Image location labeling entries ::
※

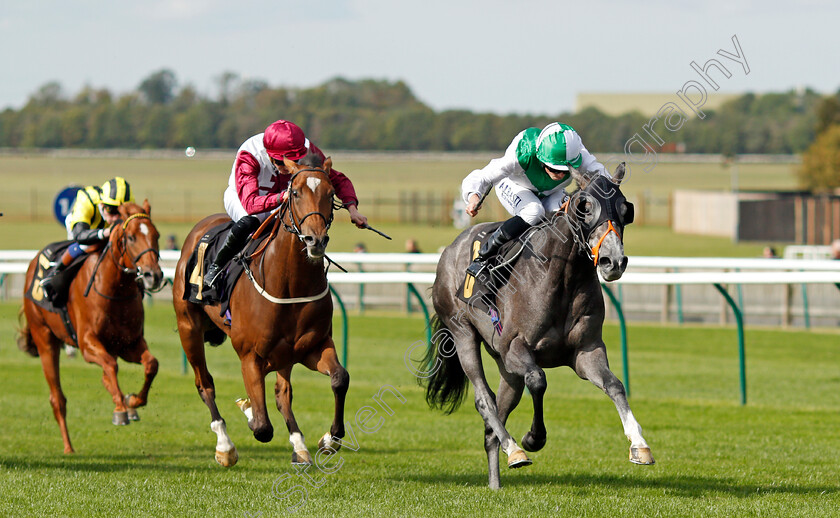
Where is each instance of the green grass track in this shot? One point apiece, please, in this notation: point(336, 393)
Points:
point(777, 456)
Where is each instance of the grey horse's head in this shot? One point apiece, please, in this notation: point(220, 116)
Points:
point(602, 212)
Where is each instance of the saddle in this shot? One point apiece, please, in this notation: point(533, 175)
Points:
point(481, 292)
point(61, 283)
point(201, 258)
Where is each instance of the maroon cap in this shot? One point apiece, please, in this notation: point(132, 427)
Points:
point(284, 139)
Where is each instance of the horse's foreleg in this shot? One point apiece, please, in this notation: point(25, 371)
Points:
point(192, 340)
point(510, 391)
point(326, 362)
point(592, 365)
point(253, 373)
point(49, 352)
point(140, 354)
point(520, 362)
point(283, 398)
point(94, 352)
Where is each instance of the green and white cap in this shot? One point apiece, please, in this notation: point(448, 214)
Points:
point(558, 147)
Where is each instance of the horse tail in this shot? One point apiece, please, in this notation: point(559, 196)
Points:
point(215, 336)
point(446, 386)
point(24, 336)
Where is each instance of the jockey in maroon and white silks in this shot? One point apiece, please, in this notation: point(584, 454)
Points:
point(255, 185)
point(258, 182)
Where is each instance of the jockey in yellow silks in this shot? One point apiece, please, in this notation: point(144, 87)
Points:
point(93, 212)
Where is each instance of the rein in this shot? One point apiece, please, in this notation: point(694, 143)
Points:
point(110, 251)
point(581, 237)
point(293, 227)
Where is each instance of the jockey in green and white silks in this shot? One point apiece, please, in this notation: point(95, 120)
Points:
point(530, 181)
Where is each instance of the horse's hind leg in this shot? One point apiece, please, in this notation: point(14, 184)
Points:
point(510, 392)
point(592, 364)
point(49, 352)
point(94, 352)
point(326, 362)
point(519, 361)
point(140, 354)
point(192, 340)
point(469, 356)
point(283, 398)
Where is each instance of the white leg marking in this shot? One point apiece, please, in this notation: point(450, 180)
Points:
point(328, 442)
point(297, 442)
point(313, 183)
point(510, 447)
point(223, 443)
point(633, 431)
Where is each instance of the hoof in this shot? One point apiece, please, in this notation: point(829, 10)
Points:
point(301, 457)
point(533, 443)
point(641, 456)
point(518, 459)
point(132, 411)
point(227, 458)
point(329, 443)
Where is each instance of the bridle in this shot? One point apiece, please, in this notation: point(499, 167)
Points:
point(288, 207)
point(609, 213)
point(124, 246)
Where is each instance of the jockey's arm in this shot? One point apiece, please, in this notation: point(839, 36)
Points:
point(248, 186)
point(344, 190)
point(480, 181)
point(84, 235)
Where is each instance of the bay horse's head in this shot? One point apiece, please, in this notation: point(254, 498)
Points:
point(601, 212)
point(310, 204)
point(134, 241)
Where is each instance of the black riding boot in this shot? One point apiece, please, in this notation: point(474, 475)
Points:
point(235, 240)
point(510, 229)
point(47, 282)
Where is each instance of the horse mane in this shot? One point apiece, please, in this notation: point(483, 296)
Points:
point(312, 160)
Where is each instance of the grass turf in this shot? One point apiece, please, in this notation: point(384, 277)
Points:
point(777, 456)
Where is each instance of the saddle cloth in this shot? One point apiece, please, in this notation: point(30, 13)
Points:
point(201, 258)
point(480, 292)
point(61, 283)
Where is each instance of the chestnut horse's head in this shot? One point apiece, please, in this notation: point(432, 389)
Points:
point(310, 205)
point(135, 241)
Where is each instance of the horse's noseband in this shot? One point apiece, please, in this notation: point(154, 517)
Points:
point(289, 207)
point(604, 209)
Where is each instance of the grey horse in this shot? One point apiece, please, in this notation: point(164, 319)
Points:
point(550, 311)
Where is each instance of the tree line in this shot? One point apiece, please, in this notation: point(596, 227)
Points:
point(367, 115)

※

To be done :: Please edit all of the lines above so that "in this shot" becomes "in the image" everywhere it occurs, with nothing else altered. Leave the pictures out of your answer.

Result ::
Where is each instance of the green grass track in the image? One point apiece, please, in this notation: point(336, 393)
Points:
point(777, 456)
Where is each instance of the grey horse's head in the image? One point apiece, please, in this notation: point(220, 116)
Points:
point(602, 212)
Where is each instance of the saddle in the image? One point apiece, please, in this notation: point(533, 175)
Points:
point(481, 292)
point(61, 283)
point(201, 258)
Where is each instance of the maroon cap in the image? One point apiece, please, in this notation: point(132, 427)
Points:
point(284, 139)
Where is each instance of the horse's foreleg in the image? One point apiece, please, in this notation: point(25, 371)
Points:
point(192, 340)
point(510, 391)
point(326, 362)
point(592, 365)
point(253, 373)
point(49, 352)
point(140, 354)
point(520, 362)
point(283, 398)
point(94, 352)
Where is each instance of the green and white cap in the image? One point apiece, please, in this notation: point(448, 214)
Points:
point(558, 147)
Where is each instance of the horse tail in the image? One point apiece, please, in this notation: point(559, 196)
Points:
point(215, 336)
point(446, 386)
point(24, 336)
Where is each instance of the jockey in maroon and white silks in the image? One point apiece, please, in this notation: point(584, 454)
Points:
point(255, 185)
point(258, 182)
Where is each instance of the jockey in yellow silks in the image? One point apiece, please, in this notation: point(144, 87)
Points:
point(93, 212)
Where is each instance of the rein in the image? One point apiece, please, in this notation: point(694, 143)
Points:
point(110, 251)
point(581, 237)
point(293, 227)
Where is each instance of the jockey in green and white silks in the image? One point apiece, please, in this notation: point(95, 120)
Points:
point(530, 181)
Where is each instance of the horse's hind leg in the image? One point apiece, please, in this notation: point(14, 184)
Points:
point(510, 392)
point(592, 364)
point(49, 352)
point(94, 352)
point(326, 362)
point(519, 361)
point(140, 354)
point(192, 340)
point(469, 356)
point(283, 398)
Where is each instance of the white leg marking in the image? One point apiece, please, in this notation: point(450, 180)
Points:
point(328, 442)
point(297, 442)
point(313, 183)
point(510, 447)
point(223, 443)
point(633, 431)
Where is each instance of the hoof in the image? One point apiece, please, in this notation: point(829, 10)
Points:
point(301, 457)
point(533, 443)
point(641, 456)
point(518, 459)
point(132, 411)
point(227, 458)
point(329, 443)
Where is each instance of the bridle in the image? One point apiece, please, in this notation: point(499, 167)
Points:
point(288, 207)
point(609, 213)
point(124, 246)
Where is each instance of the jockey's arm in the image? One point apiece, please, in this notation: point(839, 36)
Points:
point(248, 186)
point(344, 190)
point(480, 181)
point(84, 235)
Where is each instance of the bay horse's head in the image? One point apiece, please, in this notation: point(254, 498)
Points:
point(601, 212)
point(310, 204)
point(134, 241)
Where is each instance of the black riding boot in the image? One point apiece, please, in this notation: point(474, 475)
Points:
point(235, 240)
point(510, 229)
point(47, 282)
Where is each instance of the horse mane in the image? One point apiece, please, in this notation: point(483, 296)
Points:
point(312, 160)
Where is each instance of the grass turf in the image? One point apiece, please, in this notation: point(384, 277)
Points:
point(777, 456)
Where is each instance of the saddle cloth in the image? One point apiece, please, in this notation: point(30, 13)
Points:
point(201, 258)
point(480, 292)
point(61, 283)
Where is each instance of the chestnut horse's head in the image? One point apiece, please, in this notation: point(432, 389)
Points:
point(310, 205)
point(135, 241)
Where is each instance of the horse's noseband in the image? One point apiece, please, in this notation: point(154, 517)
Points:
point(289, 207)
point(604, 209)
Where is each instance of the grey horse in the image? One point apiece, please, in this notation: point(164, 319)
Points:
point(550, 311)
Where is each instance of the tree line in the image? One point apiece, please, in this notation: point(596, 227)
Points:
point(367, 115)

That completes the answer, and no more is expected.